The Institute for Peace Research and Security Policy is an interdisciplinary research institute at the University of Hamburg, which is funded by the Free and Hanseatic City of Hamburg. The IFSH works and researches independently.

If we want peace, we must ensure security. That already held true during the Cold War – with the nuclear deterrence peace between the two superpowers. And today it applies all the more – as a glance at the current world-wide conflicts and threats shows.

The IFSH brings the two together: The basic research on the current questions of peace and security policy. The IFSH scientists research the conditions for peace. They analyse, test and develop strategies for avoiding or reducing violent conflicts: What constitutes a successful peace and security policy? In particular, under the conditions of globalization and the upheavals in the world connected with it? What endangers peace? How can the insecurity factors be curtailed? What conclusions should politics draw from this?

Research – Teaching – Policy Consultation

The expertise of our scientists and the results of their work serve, thereby, not only science, but also decision-makers in politics and the society. The experts from IFSH advise, among other organizations, the Organization for Security and Co-operation in Europe, the (German) Ministry of Foreign Affairs, the (German) Ministry of Defence and the members and expert committees of the German Parliament (Bundestag).

And: our staff are sought-after interview partners by the media.

Our Working Priorities: Europe as a Peacemaker - OSCE - Disarmament and Arms Control

Peace and Security in Europe, the work of the Organization for Security and Co-operation in Europe (OSCE) and arms control: these are the three major working priorities of the Institute.

The Centre for European Peace and Security Studies (ZEUS) studies what role the European Union plays in peace and security – both within and also outside of Europe. What can a joint foreign and security policy of the 28 member states achieve? And where are their limits?

Avoid conflicts; redress their consequences; manage crises: the Organization for Security and Co-operation in Europe (OSCE) is of particular importance for this. Founded as a dialogue forum for (disarmament-) negotiations between East and West at the peak of the Cold War, it has, meanwhile, considerably expanded its range of tasks. 57 countries in Europe, Asia and North America now belong to the OSCE.

= = = = = = =

▸ YOUR TASKS:
(a) Substitute "IFSH" for "Institute" and write out the IFSH profile from "Our Working Priorities: Europe" down to "of the Institute.".
(b) Translate this sentence from the IFSH profile into Spanish: "If we want peace, we must ensure security."
The listing after the IFSH profile isn't needed for any of this.

= = = = = = =

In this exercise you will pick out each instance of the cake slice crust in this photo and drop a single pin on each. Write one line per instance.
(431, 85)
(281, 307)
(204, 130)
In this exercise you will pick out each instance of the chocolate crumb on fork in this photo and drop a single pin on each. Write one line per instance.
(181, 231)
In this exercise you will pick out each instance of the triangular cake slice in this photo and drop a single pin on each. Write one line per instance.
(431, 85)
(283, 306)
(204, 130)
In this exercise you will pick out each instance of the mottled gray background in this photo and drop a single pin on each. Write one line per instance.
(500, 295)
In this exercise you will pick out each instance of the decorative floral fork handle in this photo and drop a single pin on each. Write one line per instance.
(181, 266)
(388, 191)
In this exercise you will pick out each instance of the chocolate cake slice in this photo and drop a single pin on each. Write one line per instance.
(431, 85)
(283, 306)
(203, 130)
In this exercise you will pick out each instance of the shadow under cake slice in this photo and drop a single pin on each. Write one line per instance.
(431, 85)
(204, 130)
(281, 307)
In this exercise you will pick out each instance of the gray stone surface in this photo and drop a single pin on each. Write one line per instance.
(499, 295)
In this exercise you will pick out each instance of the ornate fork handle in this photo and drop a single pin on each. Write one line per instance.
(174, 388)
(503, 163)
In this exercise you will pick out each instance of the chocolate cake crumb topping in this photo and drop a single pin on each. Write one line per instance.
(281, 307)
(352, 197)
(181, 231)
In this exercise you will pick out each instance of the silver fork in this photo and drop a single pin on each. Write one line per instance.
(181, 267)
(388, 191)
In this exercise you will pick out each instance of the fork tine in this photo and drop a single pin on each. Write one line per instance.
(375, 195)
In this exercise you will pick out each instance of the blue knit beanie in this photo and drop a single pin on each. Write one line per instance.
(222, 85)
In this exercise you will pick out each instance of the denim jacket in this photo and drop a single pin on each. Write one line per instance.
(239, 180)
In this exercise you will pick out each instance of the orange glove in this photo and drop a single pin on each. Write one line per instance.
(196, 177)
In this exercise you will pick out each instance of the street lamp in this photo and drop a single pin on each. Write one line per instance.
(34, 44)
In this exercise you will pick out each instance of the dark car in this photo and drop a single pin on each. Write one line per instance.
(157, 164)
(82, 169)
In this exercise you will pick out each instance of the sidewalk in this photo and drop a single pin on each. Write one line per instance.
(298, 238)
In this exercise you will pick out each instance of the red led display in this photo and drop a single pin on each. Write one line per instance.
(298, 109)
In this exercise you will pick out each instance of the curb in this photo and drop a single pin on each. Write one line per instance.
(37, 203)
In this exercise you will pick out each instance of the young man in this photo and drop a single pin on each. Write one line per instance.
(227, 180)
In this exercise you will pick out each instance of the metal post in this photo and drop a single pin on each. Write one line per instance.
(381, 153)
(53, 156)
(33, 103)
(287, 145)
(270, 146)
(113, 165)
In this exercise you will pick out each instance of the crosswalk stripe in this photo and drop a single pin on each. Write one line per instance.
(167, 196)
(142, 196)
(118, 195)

= = = = = = =

▸ LIST OF SOLUTIONS:
(a)
Our Working Priorities: Europe as a Peacemaker - OSCE - Disarmament and Arms Control

Peace and Security in Europe, the work of the Organization for Security and Co-operation in Europe (OSCE) and arms control: these are the three major working priorities of the IFSH.

(b) Si queremos la paz, debemos garantizar la seguridad.